**Input for this task**.
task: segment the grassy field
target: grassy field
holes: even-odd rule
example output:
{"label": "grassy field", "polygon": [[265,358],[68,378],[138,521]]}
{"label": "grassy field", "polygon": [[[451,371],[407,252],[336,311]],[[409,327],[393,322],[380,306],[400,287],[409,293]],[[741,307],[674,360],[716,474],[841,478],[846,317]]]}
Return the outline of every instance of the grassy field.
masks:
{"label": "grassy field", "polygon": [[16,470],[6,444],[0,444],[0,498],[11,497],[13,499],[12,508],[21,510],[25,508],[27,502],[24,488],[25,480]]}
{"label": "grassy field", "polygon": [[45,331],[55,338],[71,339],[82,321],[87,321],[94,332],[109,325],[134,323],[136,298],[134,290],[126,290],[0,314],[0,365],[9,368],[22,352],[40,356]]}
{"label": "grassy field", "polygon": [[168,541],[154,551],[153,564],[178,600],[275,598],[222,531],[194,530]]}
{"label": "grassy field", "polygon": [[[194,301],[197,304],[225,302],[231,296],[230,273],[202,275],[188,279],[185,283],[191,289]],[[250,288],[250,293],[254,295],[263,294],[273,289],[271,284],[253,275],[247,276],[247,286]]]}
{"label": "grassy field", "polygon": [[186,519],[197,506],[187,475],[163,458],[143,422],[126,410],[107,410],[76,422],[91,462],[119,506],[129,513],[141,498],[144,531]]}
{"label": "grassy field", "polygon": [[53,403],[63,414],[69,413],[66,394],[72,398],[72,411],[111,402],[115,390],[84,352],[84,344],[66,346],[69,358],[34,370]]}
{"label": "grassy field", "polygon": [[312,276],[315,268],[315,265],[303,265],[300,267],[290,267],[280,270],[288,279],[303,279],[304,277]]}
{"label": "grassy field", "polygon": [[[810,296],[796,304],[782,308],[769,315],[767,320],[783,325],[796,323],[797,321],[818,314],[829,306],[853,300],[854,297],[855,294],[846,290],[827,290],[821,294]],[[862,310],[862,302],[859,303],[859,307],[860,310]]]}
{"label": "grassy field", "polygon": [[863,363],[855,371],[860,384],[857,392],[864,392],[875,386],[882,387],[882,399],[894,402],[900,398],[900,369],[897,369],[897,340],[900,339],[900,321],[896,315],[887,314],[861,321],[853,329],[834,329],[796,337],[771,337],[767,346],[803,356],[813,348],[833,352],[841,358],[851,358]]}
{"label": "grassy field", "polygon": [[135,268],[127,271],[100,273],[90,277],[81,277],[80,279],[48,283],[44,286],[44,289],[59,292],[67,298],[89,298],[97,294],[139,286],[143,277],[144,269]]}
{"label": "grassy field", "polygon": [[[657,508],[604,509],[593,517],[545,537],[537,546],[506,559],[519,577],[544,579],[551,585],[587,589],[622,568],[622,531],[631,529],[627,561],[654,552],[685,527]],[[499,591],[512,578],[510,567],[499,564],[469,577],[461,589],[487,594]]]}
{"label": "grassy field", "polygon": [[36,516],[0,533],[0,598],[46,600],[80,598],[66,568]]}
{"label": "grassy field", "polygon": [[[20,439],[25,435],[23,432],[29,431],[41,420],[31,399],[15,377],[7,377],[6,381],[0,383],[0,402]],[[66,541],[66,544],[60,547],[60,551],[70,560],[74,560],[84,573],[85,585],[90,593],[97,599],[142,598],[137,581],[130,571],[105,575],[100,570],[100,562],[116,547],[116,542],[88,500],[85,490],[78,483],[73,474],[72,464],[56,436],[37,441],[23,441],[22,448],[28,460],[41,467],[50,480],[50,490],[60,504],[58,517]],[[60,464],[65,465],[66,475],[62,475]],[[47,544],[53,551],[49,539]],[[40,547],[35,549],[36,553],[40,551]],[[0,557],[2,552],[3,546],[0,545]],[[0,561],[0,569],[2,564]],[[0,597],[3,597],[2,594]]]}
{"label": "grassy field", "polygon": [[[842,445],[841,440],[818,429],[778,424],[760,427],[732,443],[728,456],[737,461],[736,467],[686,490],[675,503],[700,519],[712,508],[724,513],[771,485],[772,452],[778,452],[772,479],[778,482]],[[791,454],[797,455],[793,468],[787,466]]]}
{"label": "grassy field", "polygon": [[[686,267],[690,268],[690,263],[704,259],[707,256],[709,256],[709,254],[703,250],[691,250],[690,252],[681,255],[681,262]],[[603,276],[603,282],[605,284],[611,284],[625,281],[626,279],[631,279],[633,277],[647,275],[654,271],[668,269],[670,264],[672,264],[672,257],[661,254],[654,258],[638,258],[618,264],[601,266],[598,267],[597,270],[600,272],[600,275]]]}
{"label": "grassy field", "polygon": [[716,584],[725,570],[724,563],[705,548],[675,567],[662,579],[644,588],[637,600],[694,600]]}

**Exercise directions**.
Every entry in the listing must be retyped exactly.

**Finished exercise**.
task: segment the grassy field
target: grassy field
holes: even-odd rule
example output:
{"label": "grassy field", "polygon": [[265,358],[68,378],[138,521]]}
{"label": "grassy field", "polygon": [[[451,371],[407,252],[336,311]],[[409,327],[393,322],[380,306],[400,287],[409,293]],[[741,307],[674,360],[716,474],[841,478],[846,317]]]}
Return the outline of every instance of the grassy field.
masks:
{"label": "grassy field", "polygon": [[16,470],[6,444],[0,444],[0,498],[11,497],[13,499],[12,508],[21,510],[25,508],[27,502],[24,488],[25,480]]}
{"label": "grassy field", "polygon": [[45,331],[55,338],[71,339],[82,321],[87,321],[94,332],[109,325],[134,323],[136,298],[134,290],[126,290],[0,314],[0,365],[9,368],[22,352],[40,356]]}
{"label": "grassy field", "polygon": [[168,541],[154,551],[153,564],[178,600],[275,598],[222,531],[194,530]]}
{"label": "grassy field", "polygon": [[[194,301],[197,304],[225,302],[231,296],[230,273],[202,275],[188,279],[185,283],[191,289]],[[250,288],[250,293],[254,295],[263,294],[273,289],[271,284],[253,275],[247,276],[247,286]]]}
{"label": "grassy field", "polygon": [[186,519],[197,506],[187,475],[163,458],[143,422],[126,410],[107,410],[76,422],[91,462],[119,506],[129,513],[141,498],[144,531]]}
{"label": "grassy field", "polygon": [[53,403],[63,414],[69,413],[66,394],[72,398],[72,411],[111,402],[115,390],[84,352],[84,344],[66,346],[69,358],[34,370]]}
{"label": "grassy field", "polygon": [[312,276],[315,268],[315,265],[303,265],[300,267],[290,267],[280,270],[288,279],[303,279],[304,277]]}
{"label": "grassy field", "polygon": [[[810,296],[796,304],[782,308],[769,315],[767,320],[783,325],[796,323],[797,321],[818,314],[829,306],[853,300],[854,297],[855,294],[846,290],[827,290],[821,294]],[[862,310],[862,302],[859,303],[859,307],[860,310]]]}
{"label": "grassy field", "polygon": [[863,363],[855,371],[860,384],[857,392],[864,392],[875,386],[882,387],[882,399],[894,402],[900,398],[900,369],[897,369],[897,340],[900,339],[900,321],[896,315],[887,314],[861,321],[853,329],[834,329],[796,337],[771,337],[767,346],[803,356],[813,348],[833,352],[841,358],[851,358]]}
{"label": "grassy field", "polygon": [[135,268],[127,271],[100,273],[90,277],[81,277],[80,279],[48,283],[44,286],[44,289],[59,292],[67,298],[89,298],[97,294],[139,286],[143,277],[144,269]]}
{"label": "grassy field", "polygon": [[[657,508],[604,509],[593,517],[545,537],[537,546],[506,559],[519,577],[544,579],[551,585],[587,589],[622,568],[622,531],[631,529],[627,561],[654,552],[685,527]],[[499,591],[512,578],[510,567],[499,564],[469,577],[461,589],[487,594]]]}
{"label": "grassy field", "polygon": [[36,516],[0,533],[0,598],[46,600],[80,598],[66,568]]}
{"label": "grassy field", "polygon": [[[20,439],[25,435],[23,432],[29,431],[41,420],[31,399],[15,377],[7,377],[6,381],[0,383],[0,402]],[[66,541],[66,544],[60,547],[60,551],[70,560],[74,560],[84,573],[85,585],[90,593],[97,599],[142,598],[137,581],[130,571],[105,575],[100,570],[100,562],[116,547],[116,542],[88,500],[85,490],[78,483],[73,474],[72,464],[56,436],[37,441],[23,441],[22,448],[28,460],[41,467],[50,480],[50,490],[60,504],[58,517]],[[60,464],[65,465],[66,475],[62,475]],[[47,544],[53,551],[49,539]],[[40,547],[35,549],[36,553],[40,551]],[[0,557],[2,552],[3,546],[0,545]],[[0,561],[0,569],[2,564]],[[0,597],[3,597],[2,594]]]}
{"label": "grassy field", "polygon": [[[842,445],[841,440],[818,429],[778,424],[760,427],[732,443],[728,456],[737,461],[736,467],[686,490],[675,503],[700,519],[712,508],[724,513],[771,485],[772,452],[778,452],[772,479],[778,482]],[[791,454],[797,455],[793,468],[787,466]]]}
{"label": "grassy field", "polygon": [[[686,267],[690,268],[690,263],[704,259],[707,256],[709,256],[709,254],[703,250],[691,250],[690,252],[681,255],[681,262]],[[603,276],[603,282],[605,284],[611,284],[625,281],[626,279],[631,279],[633,277],[647,275],[654,271],[668,269],[670,264],[672,264],[672,257],[661,254],[654,258],[638,258],[618,264],[601,266],[598,267],[597,270],[600,272],[600,275]]]}
{"label": "grassy field", "polygon": [[716,584],[725,570],[724,563],[705,548],[675,567],[662,579],[644,588],[637,600],[694,600]]}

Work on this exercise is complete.